- **Stored dataset items**:
-- -- --
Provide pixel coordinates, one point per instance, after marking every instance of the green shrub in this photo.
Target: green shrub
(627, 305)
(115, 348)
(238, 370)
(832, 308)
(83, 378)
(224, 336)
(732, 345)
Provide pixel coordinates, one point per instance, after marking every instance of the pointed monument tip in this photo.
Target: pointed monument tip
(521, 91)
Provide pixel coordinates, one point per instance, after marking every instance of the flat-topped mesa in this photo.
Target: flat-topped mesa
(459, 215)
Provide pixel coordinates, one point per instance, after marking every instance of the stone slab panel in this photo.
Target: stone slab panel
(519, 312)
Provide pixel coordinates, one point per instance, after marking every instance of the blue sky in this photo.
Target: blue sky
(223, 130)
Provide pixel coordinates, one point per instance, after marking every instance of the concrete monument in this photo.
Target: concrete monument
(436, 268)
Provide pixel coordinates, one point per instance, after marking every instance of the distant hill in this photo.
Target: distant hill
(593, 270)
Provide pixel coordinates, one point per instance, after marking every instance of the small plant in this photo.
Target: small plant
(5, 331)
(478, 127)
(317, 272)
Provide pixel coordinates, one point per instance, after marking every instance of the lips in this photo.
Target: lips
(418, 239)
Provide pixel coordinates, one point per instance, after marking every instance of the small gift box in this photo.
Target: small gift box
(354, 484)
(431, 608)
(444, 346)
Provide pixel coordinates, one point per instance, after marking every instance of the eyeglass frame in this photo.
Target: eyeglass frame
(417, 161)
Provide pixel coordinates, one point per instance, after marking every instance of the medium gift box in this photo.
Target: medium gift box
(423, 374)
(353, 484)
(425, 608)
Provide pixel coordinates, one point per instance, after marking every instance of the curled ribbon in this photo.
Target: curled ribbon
-- -- --
- **Try it**: Transcribe all entries exactly as they are given.

- **Output for this task**:
Provide pixel coordinates, one point per instance, after marking every instance of the green shrub in this photo.
Target: green shrub
(627, 305)
(115, 348)
(238, 370)
(832, 308)
(83, 378)
(224, 336)
(732, 345)
Provide pixel coordinates, one point per instance, after marking every instance of the pointed monument tip in this photo.
Target: pointed monument tip
(521, 91)
Provide pixel coordinates, one point per instance, after marking every instance of the flat-topped mesa in this photo.
Target: flat-topped mesa
(459, 215)
Provide pixel coordinates, one point per instance, after marking every instance of the stone slab panel in this photo.
Target: stone slab panel
(519, 312)
Provide pixel coordinates, one point per instance, after marking every instance of the blue sky in this photo.
Target: blue sky
(223, 130)
Provide pixel coordinates, one point per instance, after marking every instance of the concrete monument in this photo.
Target: concrete monument
(436, 268)
Provide pixel coordinates, one point per instance, after marking every instance of the distant hill in this photo.
Target: distant hill
(593, 270)
Provide pixel coordinates, one point per instance, after marking every instance of the small plant in this photo.
Target: small plant
(5, 331)
(478, 127)
(317, 272)
Provide pixel coordinates, one point per instance, after marking every instance of the lips in this photo.
Target: lips
(418, 239)
Provide pixel coordinates, one point per instance, after marking every instance of the small gift box in this photo.
Target: small gift box
(354, 484)
(431, 608)
(444, 346)
Provide pixel coordinates, one point per instance, after marking every instance of the eyeglass frame in this photo.
Target: eyeglass frame
(417, 161)
Provide pixel coordinates, one point per instance, after marking every instance of the medium gift box in this photo.
Target: medium gift box
(423, 374)
(353, 484)
(425, 608)
Provide pixel coordinates, one point per instance, after marking every instance of the curled ribbon in this photo.
Target: curled ribbon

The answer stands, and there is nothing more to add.